In another case, I gave chloroform for twenty-four hours, preventing convulsions except for a few moments when the anæsthetic was withdrawn. The patient began to recover after an evacuation of the bowels had been secured. I believe, with Dr. Moore, that the most efficient means for controlling puerperal convulsions is to secure a prompt and free action of the bowels.

DR. B. L. HOVEY, of Monroe County.-Probably most of the gentlemen present have years ago practiced venesection and used cathartics in puerperal eclampsia, and more recently have employed chloroform and cathartics. It has also been the practice to empty the uterus; and I believe that by this means we can best control the convulsions. In the first two cases which I attended as a young man, the patients went on to recovery after delivery of the child; in one case, chloroform having first been

resorted to, and, in the other, venesection having been performed twice. Cathartics were also administered. While I agree with what Dr. Colvin and Dr. Moore have said, I still believe in emp. tying the uterus, as the essential means of promoting recovery.

DR. W. H. THAYER, of Kings County.-I wish to say a word with regard to another means for controlling puerperal eclampsia. I fully believe in the principles enunciated by Dr. Moore. Of course, the first step to be taken is to relieve the kidneys, and to move the bowels by a cathartic. But, in order to gain the time in which to do this, I believe in the use of ether. There is another remedy, however, which some of the profession in Brooklyn found to be very efficient, and that is the veratrum viride, in drachm-doses of Norwood's tincture. This agent will reduce the circulation rapidly and permanently, without any ill effects. It should be repeated as often and continued as long as may be indicated by the character of the pulse. By this means, the pulse is speedily reduced to a normal rate, and while it is kept there the convulsions will not recur. Permanent relief can be secured after emptying the uterus and securing a free evacuation of the bowels. DR. COLVIN.-In my paper I have simply stated certain facts, without insisting upon any theoretical views which I may entertain with regard to the mode of relief in the treatment of puerperal convulsions. If, for instance, we were to discuss the subject of scarlet fever or rheumatism, the views of every one would probably remain unchanged. There is one point, however, that seems to have been lost sight of in the discussion, which is, that in every serious case of puerperal eclampsia there is irregularity and rapidity of the pulse; and, until these conditions are controlled, we can not save the patient. I have insisted, in my paper, on the necessity of proper regulation of the diet. In one case, I gave the patient advice as to diet, but she afterward had a convulsion; and, when an emetic was given, she vomited a large quantity of turnips. The convulsions then ceased. Had the veratrum viride or a cathartic been given, the patient would have retained the turnips long enough to have endangered life. The condition of the pulse is the indication for bleeding; and we should not hesitate on account of the apparently weak condition of the patient. I approve of emptying the uterus; but it may also be necessary, as it was in one of the cases reported, to resort to venesection.

Records =>

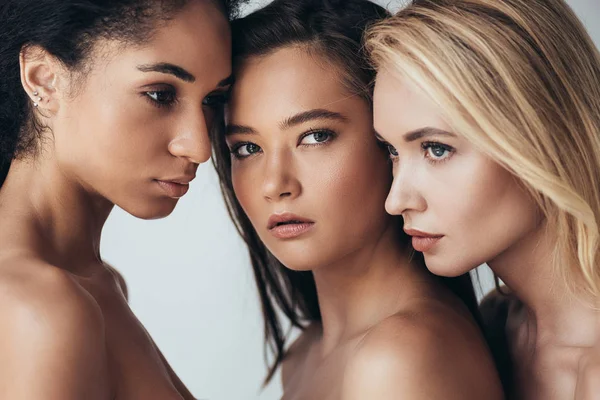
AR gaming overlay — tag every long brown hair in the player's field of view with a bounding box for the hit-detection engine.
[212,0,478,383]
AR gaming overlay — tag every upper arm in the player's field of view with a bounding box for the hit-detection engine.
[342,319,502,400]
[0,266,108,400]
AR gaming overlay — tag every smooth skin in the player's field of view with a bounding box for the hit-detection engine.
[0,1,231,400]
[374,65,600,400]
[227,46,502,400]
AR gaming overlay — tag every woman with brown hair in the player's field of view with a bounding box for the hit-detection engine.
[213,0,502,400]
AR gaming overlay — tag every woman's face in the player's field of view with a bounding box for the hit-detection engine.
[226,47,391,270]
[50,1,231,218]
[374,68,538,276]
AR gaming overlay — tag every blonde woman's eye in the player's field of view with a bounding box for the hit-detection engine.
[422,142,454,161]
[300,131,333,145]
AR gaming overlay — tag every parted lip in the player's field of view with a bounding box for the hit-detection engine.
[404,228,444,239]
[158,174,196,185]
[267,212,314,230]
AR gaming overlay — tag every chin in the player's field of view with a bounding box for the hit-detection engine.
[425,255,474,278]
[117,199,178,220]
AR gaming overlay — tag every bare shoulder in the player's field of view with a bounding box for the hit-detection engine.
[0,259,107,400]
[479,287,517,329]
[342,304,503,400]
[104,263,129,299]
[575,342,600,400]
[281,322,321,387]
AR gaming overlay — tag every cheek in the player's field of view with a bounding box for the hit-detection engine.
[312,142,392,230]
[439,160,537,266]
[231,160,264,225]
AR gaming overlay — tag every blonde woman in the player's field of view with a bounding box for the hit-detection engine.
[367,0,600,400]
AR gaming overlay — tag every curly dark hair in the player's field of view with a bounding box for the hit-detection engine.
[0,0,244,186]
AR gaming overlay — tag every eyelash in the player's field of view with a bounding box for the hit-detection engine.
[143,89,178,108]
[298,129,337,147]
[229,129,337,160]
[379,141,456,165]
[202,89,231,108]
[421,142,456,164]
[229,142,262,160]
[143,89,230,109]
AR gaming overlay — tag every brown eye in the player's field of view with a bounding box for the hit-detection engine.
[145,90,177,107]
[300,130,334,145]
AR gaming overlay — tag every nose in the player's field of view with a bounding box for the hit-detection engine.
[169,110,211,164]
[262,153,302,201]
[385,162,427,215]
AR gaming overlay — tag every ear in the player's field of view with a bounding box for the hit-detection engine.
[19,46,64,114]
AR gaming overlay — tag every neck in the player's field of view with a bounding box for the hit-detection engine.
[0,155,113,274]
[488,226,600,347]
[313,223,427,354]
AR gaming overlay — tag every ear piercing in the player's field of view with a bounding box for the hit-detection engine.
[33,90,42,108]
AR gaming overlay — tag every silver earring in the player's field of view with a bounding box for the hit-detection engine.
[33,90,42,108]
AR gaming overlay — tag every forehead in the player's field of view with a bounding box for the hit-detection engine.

---

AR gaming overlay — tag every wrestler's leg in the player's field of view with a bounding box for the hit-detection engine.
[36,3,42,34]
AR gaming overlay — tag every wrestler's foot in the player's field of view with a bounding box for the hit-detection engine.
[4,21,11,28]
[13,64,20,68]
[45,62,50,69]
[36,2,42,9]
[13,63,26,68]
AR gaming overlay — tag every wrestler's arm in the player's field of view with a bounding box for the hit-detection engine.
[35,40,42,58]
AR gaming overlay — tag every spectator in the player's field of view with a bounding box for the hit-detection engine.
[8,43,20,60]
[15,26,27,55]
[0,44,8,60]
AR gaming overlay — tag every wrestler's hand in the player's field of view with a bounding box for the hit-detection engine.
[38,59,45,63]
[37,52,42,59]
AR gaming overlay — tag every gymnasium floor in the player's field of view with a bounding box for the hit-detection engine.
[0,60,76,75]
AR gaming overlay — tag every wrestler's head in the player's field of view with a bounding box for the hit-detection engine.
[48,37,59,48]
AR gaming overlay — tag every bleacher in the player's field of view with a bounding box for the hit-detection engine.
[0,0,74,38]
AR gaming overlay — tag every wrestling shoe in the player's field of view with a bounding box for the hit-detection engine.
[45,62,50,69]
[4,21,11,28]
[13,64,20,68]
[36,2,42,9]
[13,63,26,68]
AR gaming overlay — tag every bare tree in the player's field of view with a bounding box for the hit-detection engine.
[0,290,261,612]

Exercise instructions =>
[a] Answer these questions from the discussion of puerperal eclampsia, one answer per line, each marked like its question:
(i) For how long did the first speaker give chloroform in the case described at the start?
(ii) Of which county is Dr. W. H. Thayer?
(iii) What did Dr. Colvin's patient vomit after an emetic was given?
[b] List every doctor mentioned by name in the discussion of puerperal eclampsia.
[c] Reproduce a section of the discussion of puerperal eclampsia without changing a word. Begin at the words "In another case, I" and stop after "action of the bowels.".

Outputs in order =>
[a]
(i) Twenty-four hours.
(ii) Kings County.
(iii) A large quantity of turnips.

[b]
Dr. Moore
Dr. B. L. Hovey
Dr. Colvin
Dr. W. H. Thayer

[c]
In another case, I gave chloroform for twenty-four hours, preventing convulsions except for a few moments when the anæsthetic was withdrawn. The patient began to recover after an evacuation of the bowels had been secured. I believe, with Dr. Moore, that the most efficient means for controlling puerperal convulsions is to secure a prompt and free action of the bowels.